→ Passage to read
The Holder expressly waives his right to receive any fractional shares upon
exercise of this Warrant.
2.5. Compliance with Law and Regulations. This Warrant and the
obligation of the Company to sell and deliver the shares of Warrant Stock
hereunder shall be subject to all Applicable Laws and to such approvals by any
government or regulatory agency as may be required. Notwithstanding any other
provision of this Warrant, this Warrant may not be exercised if its exercise, or
the receipt of the shares of Warrant Stock pursuant thereto, would be contrary
to Applicable Law.
2.6 Redemption. The Company shall have the right to redeem all or
any portion of this Warrant outstanding and unexercised at a redemption price of
$0.01 per share of Warrant Stock upon thirty (30) days' written notice in the
event (a) a registration statement registering for resale by the Holder under
the Securities Act, the shares of the Warrant Stock issuable upon
3
exercise of this Warrant, has been filed with the Commission and is in effect on
the date of written notice and the redemption date contained therein, and (b)
the Trading Price of the Company's Common Stock has equaled or exceeded $2.70
per share for ten (10) or more consecutive trading days. On each occasion that
the Company elects to exercise its rights of redemption, the Company must mail
such written notice within ten (10) days following the satisfaction of all of
the foregoing conditions. If this Warrant or any portion thereof is redeemed in
accordance with this Section 2.6, the Holder shall have the right to exercise
this Warrant in respect of the shares of Warrant Stock subject to redemption
until the close of business on the date next preceding the date fixed for
redemption. On or after the date fixed for redemption, the Holder shall have no
rights with respect to this Warrant to the extent redeemed, except the right to
receive $0.01 per share of Warrant Stock that are unexercised Warrant Stock
issuable upon exercise of this Warrant upon surrender of this Warrant.
3. ADJUSTMENTS AND ANTI-DILUTION PROVISIONS.

→ Listed entries
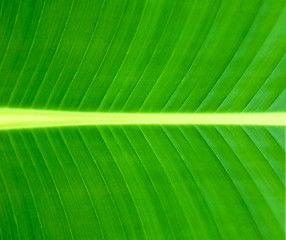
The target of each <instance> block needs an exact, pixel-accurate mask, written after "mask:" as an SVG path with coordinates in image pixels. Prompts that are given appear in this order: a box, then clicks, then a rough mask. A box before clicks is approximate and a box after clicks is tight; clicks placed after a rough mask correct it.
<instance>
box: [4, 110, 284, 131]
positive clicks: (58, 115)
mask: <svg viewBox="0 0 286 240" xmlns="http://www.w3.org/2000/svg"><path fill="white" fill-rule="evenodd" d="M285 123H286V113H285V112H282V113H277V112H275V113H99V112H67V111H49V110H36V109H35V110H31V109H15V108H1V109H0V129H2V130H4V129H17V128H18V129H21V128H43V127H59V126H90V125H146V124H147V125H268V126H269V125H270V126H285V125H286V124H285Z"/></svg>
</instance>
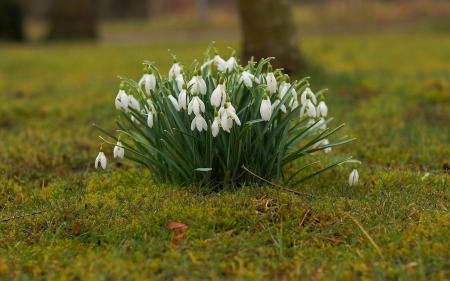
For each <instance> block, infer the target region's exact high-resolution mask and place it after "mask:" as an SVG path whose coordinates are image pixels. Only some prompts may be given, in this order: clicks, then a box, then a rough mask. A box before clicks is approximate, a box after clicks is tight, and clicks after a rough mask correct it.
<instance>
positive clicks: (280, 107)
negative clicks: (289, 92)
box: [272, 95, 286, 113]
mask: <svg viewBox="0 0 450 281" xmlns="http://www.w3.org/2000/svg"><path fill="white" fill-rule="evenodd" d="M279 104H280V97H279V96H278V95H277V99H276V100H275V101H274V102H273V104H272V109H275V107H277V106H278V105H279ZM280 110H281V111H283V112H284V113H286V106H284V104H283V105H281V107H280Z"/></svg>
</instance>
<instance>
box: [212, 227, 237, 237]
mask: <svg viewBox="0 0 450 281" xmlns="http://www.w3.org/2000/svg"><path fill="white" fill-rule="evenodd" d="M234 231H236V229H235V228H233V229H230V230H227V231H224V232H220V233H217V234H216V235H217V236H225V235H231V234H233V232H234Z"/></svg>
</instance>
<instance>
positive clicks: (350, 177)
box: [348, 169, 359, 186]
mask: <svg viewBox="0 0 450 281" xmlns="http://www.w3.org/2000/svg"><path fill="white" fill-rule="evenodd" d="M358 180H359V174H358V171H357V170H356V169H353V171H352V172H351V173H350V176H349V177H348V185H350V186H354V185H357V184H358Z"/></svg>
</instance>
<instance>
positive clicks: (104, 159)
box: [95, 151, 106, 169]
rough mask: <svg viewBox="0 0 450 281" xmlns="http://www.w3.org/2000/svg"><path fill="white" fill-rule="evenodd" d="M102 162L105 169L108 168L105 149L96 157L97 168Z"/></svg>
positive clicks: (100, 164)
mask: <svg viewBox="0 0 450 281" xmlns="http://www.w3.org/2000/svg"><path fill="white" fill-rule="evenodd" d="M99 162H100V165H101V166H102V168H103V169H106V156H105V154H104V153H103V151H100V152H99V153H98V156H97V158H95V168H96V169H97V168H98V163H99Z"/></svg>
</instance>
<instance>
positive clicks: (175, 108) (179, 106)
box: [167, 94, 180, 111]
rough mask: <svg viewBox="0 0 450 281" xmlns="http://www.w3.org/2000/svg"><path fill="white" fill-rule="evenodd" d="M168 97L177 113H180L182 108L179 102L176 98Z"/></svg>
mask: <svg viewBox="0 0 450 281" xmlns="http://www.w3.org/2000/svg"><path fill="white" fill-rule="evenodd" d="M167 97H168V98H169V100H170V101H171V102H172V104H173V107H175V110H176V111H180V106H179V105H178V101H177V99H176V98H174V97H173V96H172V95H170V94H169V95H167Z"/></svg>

--

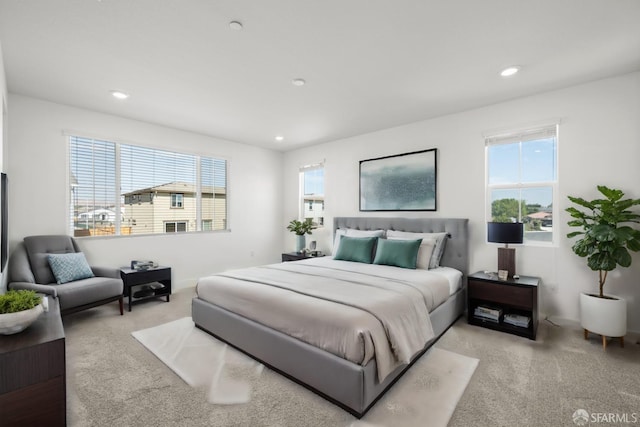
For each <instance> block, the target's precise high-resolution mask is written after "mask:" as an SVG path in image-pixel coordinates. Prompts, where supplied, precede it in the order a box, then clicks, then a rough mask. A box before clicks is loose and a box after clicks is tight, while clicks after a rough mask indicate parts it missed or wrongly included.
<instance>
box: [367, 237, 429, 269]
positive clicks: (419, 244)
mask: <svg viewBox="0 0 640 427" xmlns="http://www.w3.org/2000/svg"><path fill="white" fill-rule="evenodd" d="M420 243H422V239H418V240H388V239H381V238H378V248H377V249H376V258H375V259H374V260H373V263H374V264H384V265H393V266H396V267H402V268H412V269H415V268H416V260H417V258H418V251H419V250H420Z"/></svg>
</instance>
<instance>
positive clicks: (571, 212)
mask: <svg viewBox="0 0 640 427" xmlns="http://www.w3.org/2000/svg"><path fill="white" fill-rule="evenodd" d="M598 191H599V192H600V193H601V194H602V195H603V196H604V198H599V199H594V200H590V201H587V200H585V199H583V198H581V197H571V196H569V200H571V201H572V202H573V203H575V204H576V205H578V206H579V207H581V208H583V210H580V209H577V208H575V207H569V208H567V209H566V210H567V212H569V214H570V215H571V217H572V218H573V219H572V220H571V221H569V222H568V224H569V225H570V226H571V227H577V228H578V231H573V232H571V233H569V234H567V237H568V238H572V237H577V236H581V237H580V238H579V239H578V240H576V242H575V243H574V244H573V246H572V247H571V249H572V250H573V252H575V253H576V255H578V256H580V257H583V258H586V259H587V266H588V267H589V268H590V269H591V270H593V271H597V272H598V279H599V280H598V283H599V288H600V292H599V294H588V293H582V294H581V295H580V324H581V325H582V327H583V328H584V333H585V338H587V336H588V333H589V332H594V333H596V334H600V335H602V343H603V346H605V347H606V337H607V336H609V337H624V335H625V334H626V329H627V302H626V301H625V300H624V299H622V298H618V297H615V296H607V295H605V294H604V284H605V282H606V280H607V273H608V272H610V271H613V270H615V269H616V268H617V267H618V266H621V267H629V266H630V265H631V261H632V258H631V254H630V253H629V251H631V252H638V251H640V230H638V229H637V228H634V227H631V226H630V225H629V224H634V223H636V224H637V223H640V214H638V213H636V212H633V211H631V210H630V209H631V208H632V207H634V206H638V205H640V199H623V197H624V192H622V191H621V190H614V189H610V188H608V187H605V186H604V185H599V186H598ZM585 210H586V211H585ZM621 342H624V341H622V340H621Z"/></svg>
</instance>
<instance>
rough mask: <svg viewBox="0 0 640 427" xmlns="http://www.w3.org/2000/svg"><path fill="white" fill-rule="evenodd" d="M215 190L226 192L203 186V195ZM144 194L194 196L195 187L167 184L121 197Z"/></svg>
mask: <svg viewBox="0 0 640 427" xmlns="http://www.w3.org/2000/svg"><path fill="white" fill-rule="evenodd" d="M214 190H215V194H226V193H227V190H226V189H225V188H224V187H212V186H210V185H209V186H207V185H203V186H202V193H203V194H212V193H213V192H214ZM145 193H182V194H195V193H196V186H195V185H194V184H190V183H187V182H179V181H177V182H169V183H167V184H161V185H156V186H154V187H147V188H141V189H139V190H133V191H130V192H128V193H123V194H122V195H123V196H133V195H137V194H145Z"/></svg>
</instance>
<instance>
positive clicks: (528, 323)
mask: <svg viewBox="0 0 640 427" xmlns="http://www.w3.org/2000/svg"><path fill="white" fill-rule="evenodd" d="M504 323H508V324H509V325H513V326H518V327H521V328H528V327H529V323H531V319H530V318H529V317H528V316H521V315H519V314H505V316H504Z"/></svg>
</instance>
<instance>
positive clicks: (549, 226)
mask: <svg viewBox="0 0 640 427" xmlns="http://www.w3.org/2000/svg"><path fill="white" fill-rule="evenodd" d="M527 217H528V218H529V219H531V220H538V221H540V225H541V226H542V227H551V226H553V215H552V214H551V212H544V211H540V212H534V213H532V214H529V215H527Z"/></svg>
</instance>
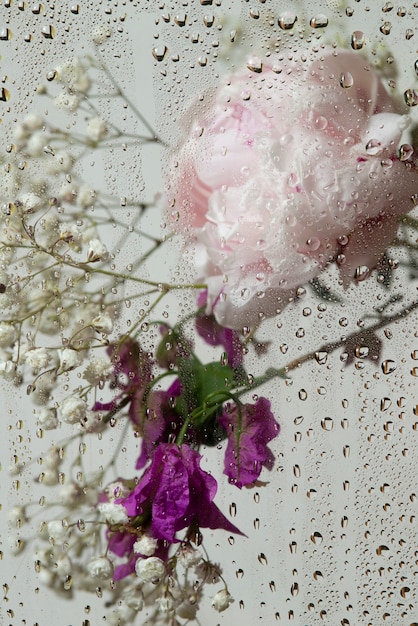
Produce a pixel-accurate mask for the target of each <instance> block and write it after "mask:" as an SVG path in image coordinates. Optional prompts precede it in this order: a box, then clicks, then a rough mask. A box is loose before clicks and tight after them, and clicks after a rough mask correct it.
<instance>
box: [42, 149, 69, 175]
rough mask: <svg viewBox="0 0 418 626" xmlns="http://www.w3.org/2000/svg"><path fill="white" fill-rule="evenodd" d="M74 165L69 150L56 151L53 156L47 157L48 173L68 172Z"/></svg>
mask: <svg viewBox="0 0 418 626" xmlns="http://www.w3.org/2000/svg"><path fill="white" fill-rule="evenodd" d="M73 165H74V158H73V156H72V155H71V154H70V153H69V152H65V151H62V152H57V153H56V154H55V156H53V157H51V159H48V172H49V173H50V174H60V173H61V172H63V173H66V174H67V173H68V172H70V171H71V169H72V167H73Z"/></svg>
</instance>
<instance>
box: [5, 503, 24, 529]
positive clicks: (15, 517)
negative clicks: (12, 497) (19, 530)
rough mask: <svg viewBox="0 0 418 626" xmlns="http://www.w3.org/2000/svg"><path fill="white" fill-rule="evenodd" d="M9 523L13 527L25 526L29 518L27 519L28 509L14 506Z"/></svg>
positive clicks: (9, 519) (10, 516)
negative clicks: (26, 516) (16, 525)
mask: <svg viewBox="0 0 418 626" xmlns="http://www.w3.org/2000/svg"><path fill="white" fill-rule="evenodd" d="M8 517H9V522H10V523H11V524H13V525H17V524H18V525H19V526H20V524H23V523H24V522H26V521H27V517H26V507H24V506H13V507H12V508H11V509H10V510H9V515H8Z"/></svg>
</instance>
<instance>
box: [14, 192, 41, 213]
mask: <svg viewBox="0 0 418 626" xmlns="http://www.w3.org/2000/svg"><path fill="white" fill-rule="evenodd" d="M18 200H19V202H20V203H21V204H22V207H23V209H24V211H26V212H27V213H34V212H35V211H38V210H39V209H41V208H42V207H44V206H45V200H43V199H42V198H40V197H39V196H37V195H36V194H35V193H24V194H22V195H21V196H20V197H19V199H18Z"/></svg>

→ Work instructions
Continue the warrant agreement, picking up after the last line shown.

→ Answer to this exercise
3.1. Adjustment for Change in Capital Stock. In the event of any
change in the Common Stock of the Company by reason of any combination,
subdivision, split, reclassification, stock dividend or any similar change
affecting the Common Stock, then in any such event the number and kind of shares
of Common Stock subject to this Warrant and the Exercise Price shall be
adjusted, in such manner as the Board of Directors deems equitable to prevent
substantial dilution or enlargement of the rights granted to the Holder. The
adjustment shall become effective immediately after the record date in the case
of a dividend or distribution and immediately after the effective date in the
case of a subdivision, combination or reclassification. Such adjustment shall be
made successively whenever any event listed above shall occur.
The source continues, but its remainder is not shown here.